_TO DO_
For each record, copy the text exactly and omit any picture it holds.

_AVAILABLE DATA_
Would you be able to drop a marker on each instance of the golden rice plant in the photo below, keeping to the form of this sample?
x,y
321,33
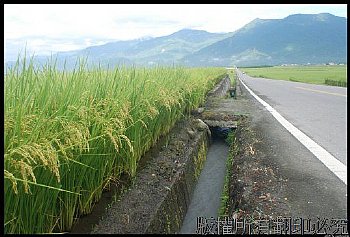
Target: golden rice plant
x,y
69,133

_RESPONSE BELOW_
Would you be able to drop a marker on each instance of the golden rice plant in the photo below, keeping to the form of this sample?
x,y
321,33
Target: golden rice plant
x,y
69,133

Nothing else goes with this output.